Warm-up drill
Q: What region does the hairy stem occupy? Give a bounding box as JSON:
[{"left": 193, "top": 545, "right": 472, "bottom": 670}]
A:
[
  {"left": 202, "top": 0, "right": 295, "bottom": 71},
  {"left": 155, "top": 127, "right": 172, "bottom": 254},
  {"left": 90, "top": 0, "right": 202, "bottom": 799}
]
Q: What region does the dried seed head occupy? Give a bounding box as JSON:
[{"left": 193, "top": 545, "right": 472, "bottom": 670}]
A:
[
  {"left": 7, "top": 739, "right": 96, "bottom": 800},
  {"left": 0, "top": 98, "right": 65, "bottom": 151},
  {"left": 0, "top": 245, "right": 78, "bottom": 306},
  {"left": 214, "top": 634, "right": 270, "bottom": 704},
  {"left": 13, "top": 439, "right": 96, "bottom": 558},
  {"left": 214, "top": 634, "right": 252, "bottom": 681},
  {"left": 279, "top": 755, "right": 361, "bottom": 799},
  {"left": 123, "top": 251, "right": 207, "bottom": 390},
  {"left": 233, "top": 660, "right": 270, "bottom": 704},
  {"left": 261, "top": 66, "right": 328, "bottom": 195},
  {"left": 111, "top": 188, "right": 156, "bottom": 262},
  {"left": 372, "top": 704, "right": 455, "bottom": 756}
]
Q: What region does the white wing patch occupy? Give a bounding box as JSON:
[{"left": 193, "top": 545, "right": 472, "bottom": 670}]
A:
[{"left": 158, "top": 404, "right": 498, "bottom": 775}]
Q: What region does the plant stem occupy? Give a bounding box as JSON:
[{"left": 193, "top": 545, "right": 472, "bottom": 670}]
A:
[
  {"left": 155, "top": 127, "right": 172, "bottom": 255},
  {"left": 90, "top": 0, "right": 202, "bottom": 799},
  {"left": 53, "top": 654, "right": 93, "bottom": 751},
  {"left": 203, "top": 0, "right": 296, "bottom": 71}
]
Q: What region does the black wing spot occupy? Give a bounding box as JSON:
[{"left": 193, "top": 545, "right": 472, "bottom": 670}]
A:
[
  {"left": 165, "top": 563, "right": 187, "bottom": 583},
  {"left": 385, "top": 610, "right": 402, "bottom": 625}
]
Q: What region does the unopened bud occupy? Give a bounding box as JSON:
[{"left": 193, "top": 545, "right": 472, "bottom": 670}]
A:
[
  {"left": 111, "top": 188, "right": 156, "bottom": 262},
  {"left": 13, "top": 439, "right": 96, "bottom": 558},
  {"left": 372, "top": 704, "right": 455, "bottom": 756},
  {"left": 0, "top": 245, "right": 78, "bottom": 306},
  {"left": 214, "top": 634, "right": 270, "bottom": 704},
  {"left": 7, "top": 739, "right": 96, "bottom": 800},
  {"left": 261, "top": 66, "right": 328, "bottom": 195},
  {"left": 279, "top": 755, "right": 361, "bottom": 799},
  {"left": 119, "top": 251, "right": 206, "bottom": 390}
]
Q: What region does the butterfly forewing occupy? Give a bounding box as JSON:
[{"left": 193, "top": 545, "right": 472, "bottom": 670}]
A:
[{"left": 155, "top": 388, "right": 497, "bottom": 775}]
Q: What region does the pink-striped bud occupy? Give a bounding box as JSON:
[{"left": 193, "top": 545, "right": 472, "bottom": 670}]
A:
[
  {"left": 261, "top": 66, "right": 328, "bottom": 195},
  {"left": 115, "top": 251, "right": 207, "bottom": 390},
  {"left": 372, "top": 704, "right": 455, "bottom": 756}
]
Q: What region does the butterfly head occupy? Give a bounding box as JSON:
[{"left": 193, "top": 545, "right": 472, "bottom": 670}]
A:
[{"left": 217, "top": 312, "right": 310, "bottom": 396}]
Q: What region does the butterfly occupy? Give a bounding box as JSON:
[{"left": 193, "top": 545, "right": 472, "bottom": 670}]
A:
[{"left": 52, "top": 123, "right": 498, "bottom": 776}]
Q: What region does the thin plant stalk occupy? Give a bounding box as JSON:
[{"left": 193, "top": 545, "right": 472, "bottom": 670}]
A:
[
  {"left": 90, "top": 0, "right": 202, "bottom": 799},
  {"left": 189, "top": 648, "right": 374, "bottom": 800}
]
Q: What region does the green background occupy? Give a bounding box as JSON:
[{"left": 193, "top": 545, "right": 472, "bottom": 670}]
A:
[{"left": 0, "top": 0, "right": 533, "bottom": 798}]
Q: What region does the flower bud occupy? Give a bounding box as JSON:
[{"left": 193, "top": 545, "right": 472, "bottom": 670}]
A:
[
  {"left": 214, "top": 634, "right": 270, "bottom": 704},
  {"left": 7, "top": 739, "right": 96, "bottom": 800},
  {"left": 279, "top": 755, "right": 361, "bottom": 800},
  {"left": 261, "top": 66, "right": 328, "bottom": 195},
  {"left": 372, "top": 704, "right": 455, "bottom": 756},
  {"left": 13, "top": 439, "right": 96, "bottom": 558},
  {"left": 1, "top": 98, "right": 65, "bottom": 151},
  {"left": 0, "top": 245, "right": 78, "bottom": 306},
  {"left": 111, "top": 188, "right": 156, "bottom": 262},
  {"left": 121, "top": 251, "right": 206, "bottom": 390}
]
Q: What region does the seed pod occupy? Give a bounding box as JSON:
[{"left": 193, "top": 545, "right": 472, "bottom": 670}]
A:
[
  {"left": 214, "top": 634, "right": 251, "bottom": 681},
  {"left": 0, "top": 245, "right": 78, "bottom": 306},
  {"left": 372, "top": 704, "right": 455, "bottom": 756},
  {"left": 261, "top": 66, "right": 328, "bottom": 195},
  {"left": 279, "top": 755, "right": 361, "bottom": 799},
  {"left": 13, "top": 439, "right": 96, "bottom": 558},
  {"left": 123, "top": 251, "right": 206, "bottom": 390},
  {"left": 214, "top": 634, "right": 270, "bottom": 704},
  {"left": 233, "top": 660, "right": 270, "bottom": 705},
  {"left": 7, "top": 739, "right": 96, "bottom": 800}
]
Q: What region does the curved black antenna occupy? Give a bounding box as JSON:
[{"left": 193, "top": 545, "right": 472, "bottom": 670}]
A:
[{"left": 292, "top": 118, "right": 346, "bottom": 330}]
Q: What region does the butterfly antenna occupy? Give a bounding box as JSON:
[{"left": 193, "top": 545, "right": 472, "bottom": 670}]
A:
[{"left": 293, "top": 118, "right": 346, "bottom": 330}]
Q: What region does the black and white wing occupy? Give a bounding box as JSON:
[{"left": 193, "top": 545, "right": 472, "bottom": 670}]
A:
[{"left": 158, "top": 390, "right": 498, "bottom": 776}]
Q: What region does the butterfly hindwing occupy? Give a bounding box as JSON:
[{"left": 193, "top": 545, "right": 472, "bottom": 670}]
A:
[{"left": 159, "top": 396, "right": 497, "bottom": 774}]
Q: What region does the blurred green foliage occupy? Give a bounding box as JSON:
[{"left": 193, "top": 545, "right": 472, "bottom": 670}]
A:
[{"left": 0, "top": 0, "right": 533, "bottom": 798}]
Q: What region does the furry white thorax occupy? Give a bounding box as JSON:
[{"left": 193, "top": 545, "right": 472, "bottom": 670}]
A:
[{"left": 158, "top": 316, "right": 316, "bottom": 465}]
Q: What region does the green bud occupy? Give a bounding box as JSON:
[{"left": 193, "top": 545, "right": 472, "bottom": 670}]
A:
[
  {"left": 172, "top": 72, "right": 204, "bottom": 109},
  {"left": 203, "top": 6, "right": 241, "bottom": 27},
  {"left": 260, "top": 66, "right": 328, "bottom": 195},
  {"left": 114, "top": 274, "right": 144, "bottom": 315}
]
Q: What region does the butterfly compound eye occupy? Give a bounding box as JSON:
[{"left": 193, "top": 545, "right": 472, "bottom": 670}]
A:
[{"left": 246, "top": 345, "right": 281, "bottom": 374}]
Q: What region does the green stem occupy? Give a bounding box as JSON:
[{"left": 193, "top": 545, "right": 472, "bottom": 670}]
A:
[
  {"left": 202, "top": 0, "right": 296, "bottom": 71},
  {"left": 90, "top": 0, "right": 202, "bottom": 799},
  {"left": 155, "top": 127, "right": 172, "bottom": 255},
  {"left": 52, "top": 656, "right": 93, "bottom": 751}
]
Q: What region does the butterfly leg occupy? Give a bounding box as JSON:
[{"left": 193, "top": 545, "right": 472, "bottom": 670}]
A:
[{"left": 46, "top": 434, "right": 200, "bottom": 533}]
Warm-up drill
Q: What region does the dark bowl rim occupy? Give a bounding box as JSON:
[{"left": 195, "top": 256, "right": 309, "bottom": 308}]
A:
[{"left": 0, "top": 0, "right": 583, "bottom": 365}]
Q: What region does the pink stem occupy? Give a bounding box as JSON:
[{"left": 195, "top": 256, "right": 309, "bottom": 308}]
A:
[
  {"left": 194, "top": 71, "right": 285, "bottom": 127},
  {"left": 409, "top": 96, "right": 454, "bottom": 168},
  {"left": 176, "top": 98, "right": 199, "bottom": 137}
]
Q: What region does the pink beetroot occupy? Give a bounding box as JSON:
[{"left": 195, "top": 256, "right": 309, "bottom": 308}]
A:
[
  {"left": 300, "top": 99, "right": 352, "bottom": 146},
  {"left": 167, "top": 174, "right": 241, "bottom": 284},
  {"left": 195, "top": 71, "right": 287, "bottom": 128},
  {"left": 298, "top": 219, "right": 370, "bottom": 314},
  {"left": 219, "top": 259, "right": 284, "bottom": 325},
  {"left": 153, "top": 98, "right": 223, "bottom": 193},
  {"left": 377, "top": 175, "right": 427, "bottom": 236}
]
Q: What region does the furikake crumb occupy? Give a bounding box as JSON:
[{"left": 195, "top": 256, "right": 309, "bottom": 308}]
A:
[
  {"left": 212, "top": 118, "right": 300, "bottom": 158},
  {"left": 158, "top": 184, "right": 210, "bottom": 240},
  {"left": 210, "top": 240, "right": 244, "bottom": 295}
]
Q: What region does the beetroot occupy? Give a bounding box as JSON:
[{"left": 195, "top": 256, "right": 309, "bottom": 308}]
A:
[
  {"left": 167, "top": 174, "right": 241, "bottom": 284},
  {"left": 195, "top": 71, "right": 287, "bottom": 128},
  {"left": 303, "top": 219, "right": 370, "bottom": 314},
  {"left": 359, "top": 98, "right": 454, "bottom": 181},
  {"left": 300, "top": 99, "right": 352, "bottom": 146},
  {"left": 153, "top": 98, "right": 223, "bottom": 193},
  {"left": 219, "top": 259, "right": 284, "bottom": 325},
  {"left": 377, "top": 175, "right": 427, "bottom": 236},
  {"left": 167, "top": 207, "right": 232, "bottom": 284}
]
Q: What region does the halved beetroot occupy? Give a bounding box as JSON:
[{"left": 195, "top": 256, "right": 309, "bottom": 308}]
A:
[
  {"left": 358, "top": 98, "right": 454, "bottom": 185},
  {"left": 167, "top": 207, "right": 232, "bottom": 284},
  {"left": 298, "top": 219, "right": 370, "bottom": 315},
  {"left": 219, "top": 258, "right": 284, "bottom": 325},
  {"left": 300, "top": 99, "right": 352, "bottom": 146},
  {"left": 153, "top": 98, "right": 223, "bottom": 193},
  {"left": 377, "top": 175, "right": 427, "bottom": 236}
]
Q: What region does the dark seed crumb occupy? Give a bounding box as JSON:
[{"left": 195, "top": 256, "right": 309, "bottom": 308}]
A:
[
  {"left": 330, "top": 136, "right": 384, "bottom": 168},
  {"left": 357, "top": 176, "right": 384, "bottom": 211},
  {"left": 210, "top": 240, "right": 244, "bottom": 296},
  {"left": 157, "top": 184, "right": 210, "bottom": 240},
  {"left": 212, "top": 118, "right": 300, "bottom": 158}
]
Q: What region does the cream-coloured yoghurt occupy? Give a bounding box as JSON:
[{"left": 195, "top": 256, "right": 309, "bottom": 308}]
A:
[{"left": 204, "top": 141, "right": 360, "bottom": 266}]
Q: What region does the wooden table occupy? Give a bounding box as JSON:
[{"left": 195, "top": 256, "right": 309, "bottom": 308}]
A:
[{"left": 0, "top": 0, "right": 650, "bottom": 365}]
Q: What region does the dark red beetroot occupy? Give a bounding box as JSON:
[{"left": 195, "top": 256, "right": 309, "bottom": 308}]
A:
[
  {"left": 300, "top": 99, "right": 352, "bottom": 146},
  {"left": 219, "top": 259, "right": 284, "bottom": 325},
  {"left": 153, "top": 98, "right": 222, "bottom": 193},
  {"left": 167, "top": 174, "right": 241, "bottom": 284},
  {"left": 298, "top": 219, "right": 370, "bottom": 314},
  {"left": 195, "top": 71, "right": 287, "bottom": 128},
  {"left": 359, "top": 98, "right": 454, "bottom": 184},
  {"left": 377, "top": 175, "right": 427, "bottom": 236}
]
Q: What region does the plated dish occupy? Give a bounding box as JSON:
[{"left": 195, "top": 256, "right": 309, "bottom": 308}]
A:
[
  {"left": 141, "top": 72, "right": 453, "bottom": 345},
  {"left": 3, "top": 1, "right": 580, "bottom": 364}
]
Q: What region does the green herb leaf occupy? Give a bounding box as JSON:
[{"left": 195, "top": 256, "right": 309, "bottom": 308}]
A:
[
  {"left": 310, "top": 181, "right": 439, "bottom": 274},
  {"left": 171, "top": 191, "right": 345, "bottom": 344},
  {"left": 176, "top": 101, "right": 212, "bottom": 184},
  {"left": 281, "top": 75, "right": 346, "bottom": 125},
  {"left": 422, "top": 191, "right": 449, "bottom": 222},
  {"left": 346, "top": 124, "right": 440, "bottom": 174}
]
---+---
(What you should do)
Determine how many lines in the entries above contain the string "pink", and reply with that number alone.

(Solution to this exercise)
3